- [YOUR INSTRUCTIONS]: List every practice that the authors of "Wise Aging" advocate, according to the article on aging wisely below.

- [EXCERPTED TEXT]:
Aging wisely takes practice: a guide for mindful living
Death of a loved one, retirement or children simply aging and moving out prompt newfound acquisitions of time. With freedom from prior responsibilities comes myriad opportunities and often introspection: Where do I go from here? Who am I now that this is no longer a part of my life? How do others perceive me?
Strategies for mindfully navigating one’s adult way rest at the heart of “Wise Aging: Living with Joy, Resilience, & Spirit.”
Acceptance, opening your heart to the world’s awesomeness, expression, acquiring a spiritual friend and building a likeminded community are all advocated by “Wise Aging’s” authors, Rabbi Rachel Cowan and Dr. Linda Thal.
Both women have practiced and promoted these techniques by “spiritually exploring.” Cowan was previously program director for Jewish life and values at the Nathan Cummings Foundation, and executive director of the Institute for Jewish Spirituality. Thal was founding co-director of the Yedidya Center for Jewish Spiritual Direction, an institute that trains individuals to provide spiritual guidance.
Cowan and Thal developed “Wise Aging” while co-teaching a group focused on the “spiritual journey of aging.” Roughly a decade ago, the authors met with 60- and 70-year-olds for five hours each month to meditate, study and exchange stories or insights. With each meeting, Cowan and Thal noticed group members’ emotional changes. Recognizing these developments, the authors sought to combine these observations with writings from various traditions. “Wise Aging” is the byproduct of Cowan and Thal’s venture.

- [EXTRACTED RECORDS]:
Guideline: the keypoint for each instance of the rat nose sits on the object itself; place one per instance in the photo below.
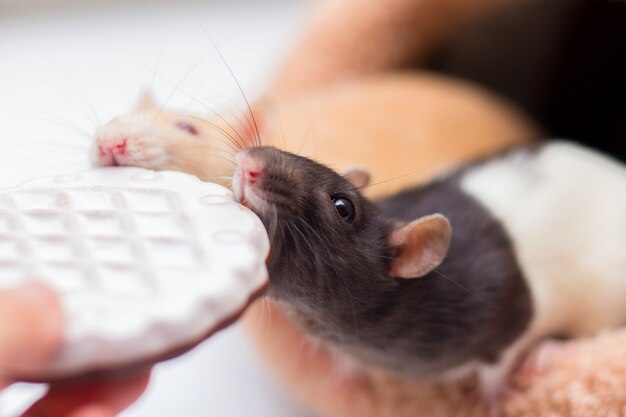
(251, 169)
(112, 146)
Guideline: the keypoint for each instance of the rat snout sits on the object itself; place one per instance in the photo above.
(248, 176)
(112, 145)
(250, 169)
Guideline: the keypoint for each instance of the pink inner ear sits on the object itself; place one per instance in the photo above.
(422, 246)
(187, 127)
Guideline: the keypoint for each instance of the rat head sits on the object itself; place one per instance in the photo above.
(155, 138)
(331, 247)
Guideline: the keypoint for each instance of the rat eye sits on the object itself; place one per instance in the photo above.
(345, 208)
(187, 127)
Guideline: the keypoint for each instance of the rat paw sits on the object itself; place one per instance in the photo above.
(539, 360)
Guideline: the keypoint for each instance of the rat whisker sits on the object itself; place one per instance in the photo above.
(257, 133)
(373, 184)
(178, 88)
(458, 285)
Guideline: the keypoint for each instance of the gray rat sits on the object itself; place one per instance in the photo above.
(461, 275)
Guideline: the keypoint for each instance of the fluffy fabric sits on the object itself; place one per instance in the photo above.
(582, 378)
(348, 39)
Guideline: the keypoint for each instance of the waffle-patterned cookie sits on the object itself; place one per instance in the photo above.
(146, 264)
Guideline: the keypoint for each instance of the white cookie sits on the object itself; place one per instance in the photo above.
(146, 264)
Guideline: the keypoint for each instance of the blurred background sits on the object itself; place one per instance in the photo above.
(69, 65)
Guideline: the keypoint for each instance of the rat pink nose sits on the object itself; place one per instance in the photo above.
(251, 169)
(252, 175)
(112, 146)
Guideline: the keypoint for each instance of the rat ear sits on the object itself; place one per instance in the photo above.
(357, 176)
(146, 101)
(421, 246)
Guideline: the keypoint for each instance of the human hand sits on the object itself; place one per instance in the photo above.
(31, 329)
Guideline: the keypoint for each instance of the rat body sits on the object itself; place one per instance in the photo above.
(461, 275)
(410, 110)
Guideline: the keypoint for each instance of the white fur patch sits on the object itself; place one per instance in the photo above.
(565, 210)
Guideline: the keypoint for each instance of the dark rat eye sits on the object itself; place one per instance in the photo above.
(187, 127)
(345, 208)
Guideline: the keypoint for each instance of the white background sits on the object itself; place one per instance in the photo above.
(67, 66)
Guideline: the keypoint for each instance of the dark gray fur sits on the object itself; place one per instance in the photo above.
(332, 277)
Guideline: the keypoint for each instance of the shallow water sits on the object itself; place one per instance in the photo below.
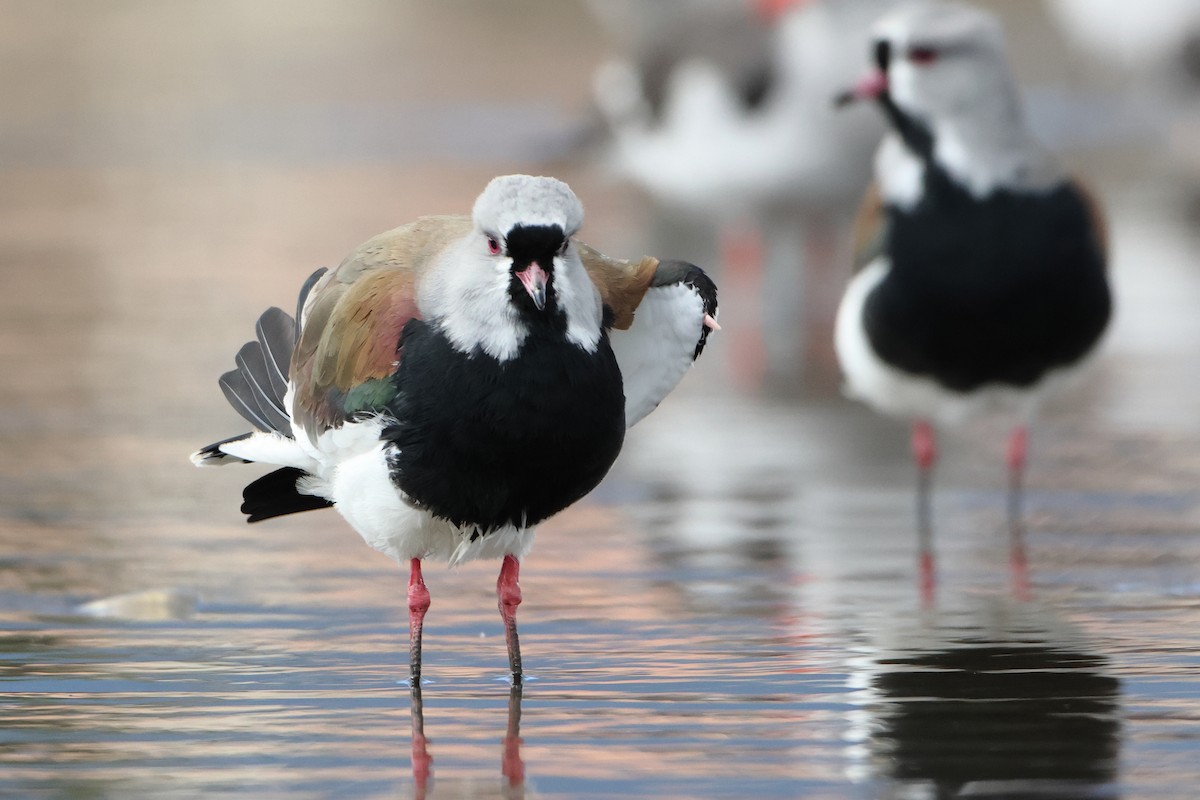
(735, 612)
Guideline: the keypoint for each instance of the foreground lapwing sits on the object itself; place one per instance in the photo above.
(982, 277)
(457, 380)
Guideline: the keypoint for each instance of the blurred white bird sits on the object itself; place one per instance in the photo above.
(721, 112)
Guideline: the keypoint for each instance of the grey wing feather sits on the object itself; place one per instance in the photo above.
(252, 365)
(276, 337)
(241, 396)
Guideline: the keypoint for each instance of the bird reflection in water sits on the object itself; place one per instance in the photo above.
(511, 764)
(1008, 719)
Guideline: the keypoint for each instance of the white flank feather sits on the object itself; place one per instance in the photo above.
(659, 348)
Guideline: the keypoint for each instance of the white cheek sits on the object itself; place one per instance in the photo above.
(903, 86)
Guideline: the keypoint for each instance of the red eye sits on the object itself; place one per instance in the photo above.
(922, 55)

- [RESULT OF THE TASK]:
- Acceptance
- Opening your heart to the world's awesomeness
- Expression
- Acquiring a spiritual friend
- Building a likeminded community